→ Description of the task
Go through the data and say how many lines include the string "fence"; return only the figure.

┌──

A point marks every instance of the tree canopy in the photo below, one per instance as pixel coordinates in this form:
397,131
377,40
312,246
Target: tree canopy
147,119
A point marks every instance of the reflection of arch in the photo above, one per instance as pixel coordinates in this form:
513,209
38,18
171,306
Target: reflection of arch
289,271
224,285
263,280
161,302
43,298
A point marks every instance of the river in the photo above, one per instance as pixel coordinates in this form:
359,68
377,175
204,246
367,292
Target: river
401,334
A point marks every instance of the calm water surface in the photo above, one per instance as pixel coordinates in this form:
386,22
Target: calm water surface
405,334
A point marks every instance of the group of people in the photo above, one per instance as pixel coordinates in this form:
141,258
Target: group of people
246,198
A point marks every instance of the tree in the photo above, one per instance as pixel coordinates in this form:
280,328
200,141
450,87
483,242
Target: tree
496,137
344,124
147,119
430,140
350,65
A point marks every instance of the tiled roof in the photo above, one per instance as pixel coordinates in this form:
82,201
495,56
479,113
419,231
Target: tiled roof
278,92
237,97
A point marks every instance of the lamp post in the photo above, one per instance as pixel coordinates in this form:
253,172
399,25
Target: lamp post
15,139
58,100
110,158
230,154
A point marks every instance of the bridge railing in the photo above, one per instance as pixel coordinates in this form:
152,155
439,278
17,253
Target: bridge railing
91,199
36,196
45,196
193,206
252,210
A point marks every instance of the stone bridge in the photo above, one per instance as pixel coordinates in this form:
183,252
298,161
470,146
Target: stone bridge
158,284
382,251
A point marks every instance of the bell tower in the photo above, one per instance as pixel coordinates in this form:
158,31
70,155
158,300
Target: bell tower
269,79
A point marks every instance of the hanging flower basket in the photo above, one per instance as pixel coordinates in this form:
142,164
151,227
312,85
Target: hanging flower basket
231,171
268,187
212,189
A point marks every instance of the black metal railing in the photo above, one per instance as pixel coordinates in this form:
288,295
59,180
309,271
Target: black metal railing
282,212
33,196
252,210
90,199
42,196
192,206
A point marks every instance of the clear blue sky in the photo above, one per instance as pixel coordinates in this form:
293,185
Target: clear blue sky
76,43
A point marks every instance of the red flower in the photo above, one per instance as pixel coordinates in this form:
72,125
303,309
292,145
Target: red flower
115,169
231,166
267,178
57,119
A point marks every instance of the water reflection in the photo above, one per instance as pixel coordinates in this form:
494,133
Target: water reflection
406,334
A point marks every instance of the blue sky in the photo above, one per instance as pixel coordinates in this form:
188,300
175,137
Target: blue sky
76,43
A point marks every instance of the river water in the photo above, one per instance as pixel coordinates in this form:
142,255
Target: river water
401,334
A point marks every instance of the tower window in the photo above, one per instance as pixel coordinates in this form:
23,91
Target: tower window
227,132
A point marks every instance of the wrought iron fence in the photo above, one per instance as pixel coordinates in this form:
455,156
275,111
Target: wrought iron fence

└──

→ Exercise output
2